**Directive**.
Please find every row below that contains the word "jacket" and copy each of those rows in full.

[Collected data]
==================================================
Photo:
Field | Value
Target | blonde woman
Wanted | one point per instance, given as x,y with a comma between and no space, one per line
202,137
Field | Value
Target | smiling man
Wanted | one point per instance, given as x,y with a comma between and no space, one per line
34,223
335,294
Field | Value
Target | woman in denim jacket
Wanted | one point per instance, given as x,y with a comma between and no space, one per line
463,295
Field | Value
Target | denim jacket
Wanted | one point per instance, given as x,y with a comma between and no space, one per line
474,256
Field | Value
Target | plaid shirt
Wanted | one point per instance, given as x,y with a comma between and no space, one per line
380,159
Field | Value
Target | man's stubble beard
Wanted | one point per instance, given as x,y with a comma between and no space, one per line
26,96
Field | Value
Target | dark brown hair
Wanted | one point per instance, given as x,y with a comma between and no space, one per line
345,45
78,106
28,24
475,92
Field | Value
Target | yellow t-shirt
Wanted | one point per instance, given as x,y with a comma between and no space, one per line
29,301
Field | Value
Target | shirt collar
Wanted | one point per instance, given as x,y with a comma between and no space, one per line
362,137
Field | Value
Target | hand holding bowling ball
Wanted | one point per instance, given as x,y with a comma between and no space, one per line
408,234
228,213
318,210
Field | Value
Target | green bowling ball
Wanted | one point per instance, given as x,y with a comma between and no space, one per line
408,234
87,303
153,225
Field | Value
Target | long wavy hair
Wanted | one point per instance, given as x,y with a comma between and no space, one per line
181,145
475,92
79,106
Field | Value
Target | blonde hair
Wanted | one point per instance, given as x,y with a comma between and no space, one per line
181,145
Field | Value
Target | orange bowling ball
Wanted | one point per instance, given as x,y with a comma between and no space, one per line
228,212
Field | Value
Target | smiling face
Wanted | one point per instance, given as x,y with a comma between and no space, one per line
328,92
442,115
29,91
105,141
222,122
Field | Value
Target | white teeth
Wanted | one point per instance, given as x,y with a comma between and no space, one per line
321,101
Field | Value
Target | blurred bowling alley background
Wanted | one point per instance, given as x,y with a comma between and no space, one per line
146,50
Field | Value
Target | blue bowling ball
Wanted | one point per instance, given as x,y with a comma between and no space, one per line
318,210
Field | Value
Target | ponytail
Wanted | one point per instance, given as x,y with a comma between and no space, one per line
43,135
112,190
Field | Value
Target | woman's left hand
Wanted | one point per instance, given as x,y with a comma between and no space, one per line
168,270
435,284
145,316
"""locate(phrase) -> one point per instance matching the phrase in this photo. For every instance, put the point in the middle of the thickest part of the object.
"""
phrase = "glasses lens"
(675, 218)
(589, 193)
==================================================
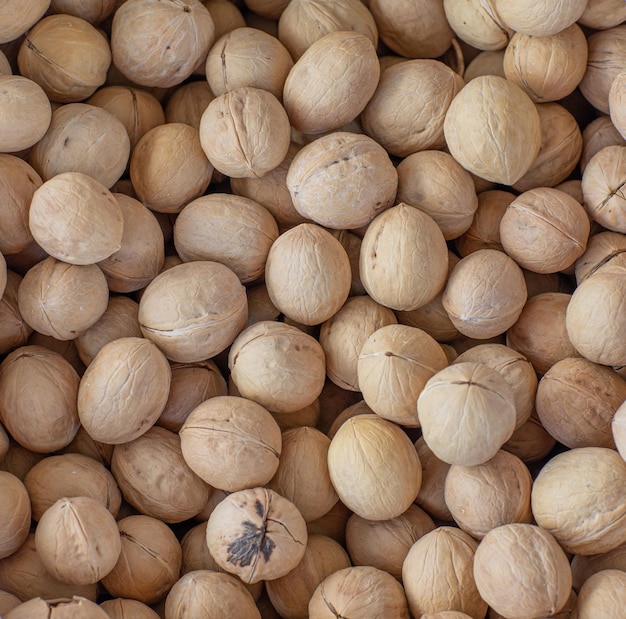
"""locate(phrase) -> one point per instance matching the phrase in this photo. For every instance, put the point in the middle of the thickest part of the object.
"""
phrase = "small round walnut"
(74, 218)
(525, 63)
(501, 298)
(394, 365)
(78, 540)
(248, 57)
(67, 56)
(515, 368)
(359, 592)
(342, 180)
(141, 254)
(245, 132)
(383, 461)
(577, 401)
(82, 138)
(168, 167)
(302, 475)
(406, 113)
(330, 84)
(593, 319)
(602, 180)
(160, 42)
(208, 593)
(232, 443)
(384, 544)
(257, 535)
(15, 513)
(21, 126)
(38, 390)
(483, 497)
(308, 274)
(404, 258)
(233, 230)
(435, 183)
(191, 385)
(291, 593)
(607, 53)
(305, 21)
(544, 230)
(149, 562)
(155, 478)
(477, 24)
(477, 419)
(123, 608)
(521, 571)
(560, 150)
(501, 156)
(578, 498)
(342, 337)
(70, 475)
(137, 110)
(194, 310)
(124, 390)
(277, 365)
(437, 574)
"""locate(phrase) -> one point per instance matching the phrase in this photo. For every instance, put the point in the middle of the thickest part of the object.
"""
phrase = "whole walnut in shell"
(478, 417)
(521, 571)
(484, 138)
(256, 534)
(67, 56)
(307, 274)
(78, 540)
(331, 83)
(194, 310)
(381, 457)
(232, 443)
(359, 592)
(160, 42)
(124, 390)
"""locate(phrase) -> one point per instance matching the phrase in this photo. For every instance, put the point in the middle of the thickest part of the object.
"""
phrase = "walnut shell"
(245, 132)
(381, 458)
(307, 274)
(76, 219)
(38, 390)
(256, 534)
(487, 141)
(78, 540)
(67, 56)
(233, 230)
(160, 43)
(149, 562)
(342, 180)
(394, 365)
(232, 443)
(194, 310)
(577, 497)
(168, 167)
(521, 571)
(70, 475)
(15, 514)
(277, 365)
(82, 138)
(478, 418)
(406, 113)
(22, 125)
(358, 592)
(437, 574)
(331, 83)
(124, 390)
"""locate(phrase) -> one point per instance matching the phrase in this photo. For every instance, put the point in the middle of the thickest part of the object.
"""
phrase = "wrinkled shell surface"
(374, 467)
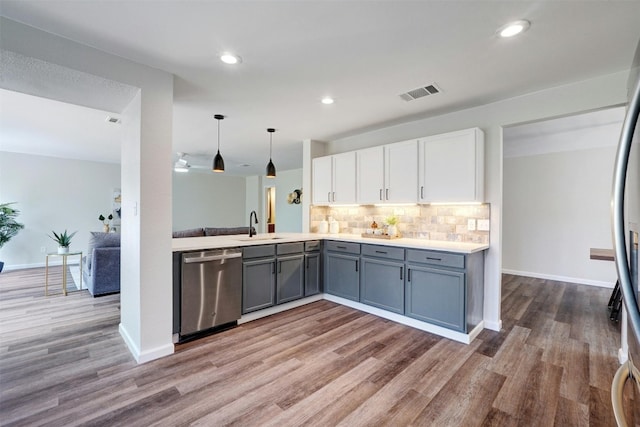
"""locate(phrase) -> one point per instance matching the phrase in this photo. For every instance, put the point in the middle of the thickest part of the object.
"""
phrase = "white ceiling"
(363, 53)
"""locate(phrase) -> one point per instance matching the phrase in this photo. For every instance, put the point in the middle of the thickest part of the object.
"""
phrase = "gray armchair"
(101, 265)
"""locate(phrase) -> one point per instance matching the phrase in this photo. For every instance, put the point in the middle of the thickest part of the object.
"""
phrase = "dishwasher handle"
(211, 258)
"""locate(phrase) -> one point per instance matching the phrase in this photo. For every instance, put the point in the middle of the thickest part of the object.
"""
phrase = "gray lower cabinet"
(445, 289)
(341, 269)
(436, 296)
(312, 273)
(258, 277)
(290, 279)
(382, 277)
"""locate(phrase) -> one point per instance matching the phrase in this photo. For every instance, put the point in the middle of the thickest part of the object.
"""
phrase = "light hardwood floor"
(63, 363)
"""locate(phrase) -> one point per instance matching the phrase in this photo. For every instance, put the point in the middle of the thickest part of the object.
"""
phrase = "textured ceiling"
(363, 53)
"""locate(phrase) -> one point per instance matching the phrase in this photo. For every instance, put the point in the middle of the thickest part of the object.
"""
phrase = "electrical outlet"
==================================================
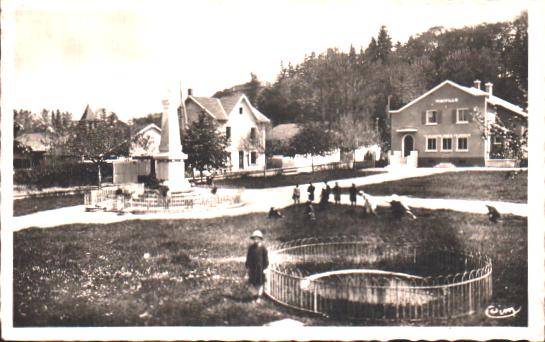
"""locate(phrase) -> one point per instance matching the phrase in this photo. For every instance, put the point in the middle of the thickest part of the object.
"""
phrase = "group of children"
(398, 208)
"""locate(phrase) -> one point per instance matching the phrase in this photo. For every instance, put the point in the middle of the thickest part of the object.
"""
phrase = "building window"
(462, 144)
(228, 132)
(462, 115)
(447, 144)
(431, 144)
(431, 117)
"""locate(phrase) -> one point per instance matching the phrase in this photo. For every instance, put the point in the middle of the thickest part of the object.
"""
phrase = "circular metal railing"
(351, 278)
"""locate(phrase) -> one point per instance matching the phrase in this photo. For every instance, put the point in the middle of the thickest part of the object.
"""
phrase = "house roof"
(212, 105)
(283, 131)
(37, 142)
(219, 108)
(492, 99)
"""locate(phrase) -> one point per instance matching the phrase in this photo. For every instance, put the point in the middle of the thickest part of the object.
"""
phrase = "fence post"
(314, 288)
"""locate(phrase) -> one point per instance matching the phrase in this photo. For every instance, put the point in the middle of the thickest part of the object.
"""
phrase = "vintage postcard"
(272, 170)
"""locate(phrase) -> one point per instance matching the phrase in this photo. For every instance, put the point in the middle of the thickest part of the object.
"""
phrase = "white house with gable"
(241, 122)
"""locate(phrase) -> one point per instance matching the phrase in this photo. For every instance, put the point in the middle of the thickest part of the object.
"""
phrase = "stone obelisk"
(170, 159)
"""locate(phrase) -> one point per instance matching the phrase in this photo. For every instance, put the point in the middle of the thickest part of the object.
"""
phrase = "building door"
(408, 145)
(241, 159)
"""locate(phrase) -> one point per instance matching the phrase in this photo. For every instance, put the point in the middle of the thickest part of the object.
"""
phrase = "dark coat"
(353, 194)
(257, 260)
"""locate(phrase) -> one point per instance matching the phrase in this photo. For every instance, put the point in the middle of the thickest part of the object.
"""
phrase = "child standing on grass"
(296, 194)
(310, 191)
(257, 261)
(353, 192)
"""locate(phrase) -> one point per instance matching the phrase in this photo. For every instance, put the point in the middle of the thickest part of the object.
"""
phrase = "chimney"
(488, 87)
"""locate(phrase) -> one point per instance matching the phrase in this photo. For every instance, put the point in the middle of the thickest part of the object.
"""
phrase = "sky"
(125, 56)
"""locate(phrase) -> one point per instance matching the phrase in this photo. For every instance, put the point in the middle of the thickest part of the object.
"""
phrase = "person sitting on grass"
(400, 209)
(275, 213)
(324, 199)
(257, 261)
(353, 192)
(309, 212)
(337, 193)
==================================================
**Reply**.
Target | woman in denim jacket
Target | denim jacket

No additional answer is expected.